#### [Exercício breve A]
No trecho sobre a Segunda Guerra da Chechênia, qual clã liderou o setor da burguesia chechena que fechou um acordo com Putin?

É neste momento que Yeltsin nomeia Putin (ex-agente da KGB e diretor de sua sucessora, a FSB) como Primeiro-ministro e sucessor. Putin é nomeado em agosto de 1999 e já em setembro coordena as operações contra o movimento nacional no Daguestão e inicia a Segunda Guerra da Chechênia. A guerra é brutal, a capital Grosniy é destruída pela artilharia russa, o movimento nacional é massacrado, e um setor da burguesia chechena, liderado pelo clã Kadyrov, fecha um acordo com Putin, para ocuparem o poder, subordinados a Moscou, construindo um regime ultrarreacionário e repressor. Atentados terroristas em território russo preparam a opinião pública para um apoio massivo às ações militares de Putin no Cáucaso. Há sérios indícios de que estes atentados tenham sido fabricados pelo próprio governo russo (a FSB). Cumprem o papel que os atentados de 11 de setembro cumpririam para Bush um pouco mais tarde, dando-lhe a oportunidade para ganhar a opinião pública, restringir liberdades democráticas, centralizar o Estado e partir para uma agressão militar a outros povos.

#### [Exercício breve B]
Extraia dos registros todas as linhas que contêm a palavra "line".

#### [Registros fornecidos]
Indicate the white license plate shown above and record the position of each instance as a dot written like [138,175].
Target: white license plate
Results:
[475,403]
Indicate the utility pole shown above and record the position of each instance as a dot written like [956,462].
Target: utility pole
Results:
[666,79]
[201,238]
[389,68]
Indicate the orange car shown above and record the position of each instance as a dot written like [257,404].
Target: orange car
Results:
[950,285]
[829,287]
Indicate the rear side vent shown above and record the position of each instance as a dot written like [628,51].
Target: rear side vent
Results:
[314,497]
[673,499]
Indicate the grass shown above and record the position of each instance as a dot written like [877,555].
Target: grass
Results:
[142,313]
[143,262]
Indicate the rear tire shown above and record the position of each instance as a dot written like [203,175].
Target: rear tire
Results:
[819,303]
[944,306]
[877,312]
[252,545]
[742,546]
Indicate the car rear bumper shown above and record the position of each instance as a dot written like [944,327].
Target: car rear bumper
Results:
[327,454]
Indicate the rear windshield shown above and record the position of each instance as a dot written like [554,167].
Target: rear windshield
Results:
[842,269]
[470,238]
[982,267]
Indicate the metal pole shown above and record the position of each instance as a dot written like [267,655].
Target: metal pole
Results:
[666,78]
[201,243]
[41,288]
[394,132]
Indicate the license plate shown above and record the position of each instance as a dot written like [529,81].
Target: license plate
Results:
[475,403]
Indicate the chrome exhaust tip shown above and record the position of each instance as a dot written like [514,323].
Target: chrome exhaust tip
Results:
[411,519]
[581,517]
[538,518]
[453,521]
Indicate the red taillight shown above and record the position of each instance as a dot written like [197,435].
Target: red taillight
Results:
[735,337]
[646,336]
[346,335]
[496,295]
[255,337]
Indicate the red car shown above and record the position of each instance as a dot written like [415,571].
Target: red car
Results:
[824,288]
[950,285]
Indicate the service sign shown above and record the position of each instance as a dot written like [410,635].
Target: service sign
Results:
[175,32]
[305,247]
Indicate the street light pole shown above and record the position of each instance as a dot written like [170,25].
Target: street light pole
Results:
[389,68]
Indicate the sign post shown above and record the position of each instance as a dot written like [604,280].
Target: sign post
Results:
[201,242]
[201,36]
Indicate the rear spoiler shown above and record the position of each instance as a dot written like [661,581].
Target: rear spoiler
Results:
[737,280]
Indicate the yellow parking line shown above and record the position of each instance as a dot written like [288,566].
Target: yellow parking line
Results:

#### [Resposta correta A]
O clã Kadyrov.

#### [Resposta correta B]
Indicate the yellow parking line shown above and record the position of each instance as a dot written like [288,566].
Target: yellow parking line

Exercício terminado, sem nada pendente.